[YOUR TASK]: Reproduce the rows below verbatim, starting with the line that contains "ceiling, each point like" and going on through the last line of the rows.

[LISTING]:
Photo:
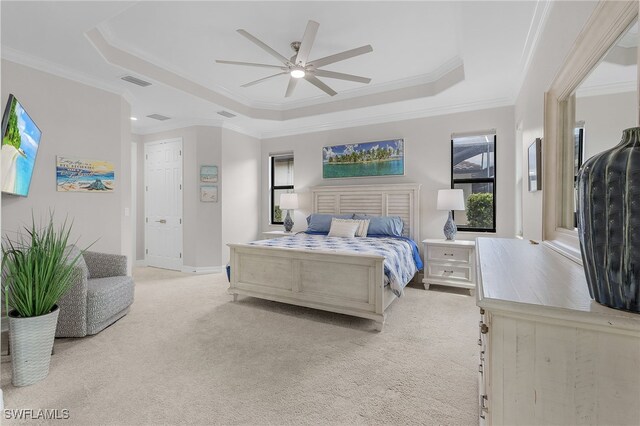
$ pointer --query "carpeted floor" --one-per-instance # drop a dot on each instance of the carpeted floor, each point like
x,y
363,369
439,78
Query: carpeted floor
x,y
186,354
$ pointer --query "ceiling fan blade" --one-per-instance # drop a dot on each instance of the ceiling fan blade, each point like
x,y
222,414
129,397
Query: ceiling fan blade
x,y
291,87
307,42
251,83
340,56
320,85
340,76
250,64
265,47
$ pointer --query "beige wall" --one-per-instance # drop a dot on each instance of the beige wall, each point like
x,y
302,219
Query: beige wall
x,y
241,196
427,161
564,23
605,117
76,121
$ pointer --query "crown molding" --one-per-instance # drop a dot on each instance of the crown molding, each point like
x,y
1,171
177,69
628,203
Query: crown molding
x,y
449,74
439,73
419,80
387,118
327,126
607,89
22,58
118,43
176,124
538,23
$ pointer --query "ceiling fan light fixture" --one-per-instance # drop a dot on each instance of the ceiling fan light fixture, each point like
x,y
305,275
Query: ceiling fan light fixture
x,y
298,72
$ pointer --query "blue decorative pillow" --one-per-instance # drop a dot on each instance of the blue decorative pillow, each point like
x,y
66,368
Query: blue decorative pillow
x,y
383,225
319,222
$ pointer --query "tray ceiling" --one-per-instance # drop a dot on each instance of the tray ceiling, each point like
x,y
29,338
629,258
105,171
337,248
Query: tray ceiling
x,y
427,56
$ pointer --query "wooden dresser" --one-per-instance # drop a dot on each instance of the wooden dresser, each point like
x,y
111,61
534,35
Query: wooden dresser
x,y
548,353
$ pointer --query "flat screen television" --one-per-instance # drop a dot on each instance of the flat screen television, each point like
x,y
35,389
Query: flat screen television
x,y
20,142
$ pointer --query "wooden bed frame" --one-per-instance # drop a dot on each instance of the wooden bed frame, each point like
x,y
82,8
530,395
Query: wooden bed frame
x,y
345,283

[SOLUTION TO THIS PROBLEM]:
$ pointer --query "tray ceiling" --one-per-instance # drop a dot on each instance of the tray ceiling, each point like
x,y
29,338
629,258
105,171
337,248
Query: tray ceiling
x,y
427,56
$ pointer --query "wooden dresser" --one-per-instance # drop a dot on each instance of the wooden dresser, each point like
x,y
111,61
534,35
Query: wooden dresser
x,y
548,353
$ pointer --query "flat screen television" --one-per-instance # drop a dot on each instance of the flat screen television, each point like
x,y
35,389
Query: flat screen television
x,y
20,142
$ pointer --query "wooden bed frame" --one-per-instance # drop a dot on each instance of the wooden bed frame, each point like
x,y
82,8
530,395
Query: wooden bed frame
x,y
345,283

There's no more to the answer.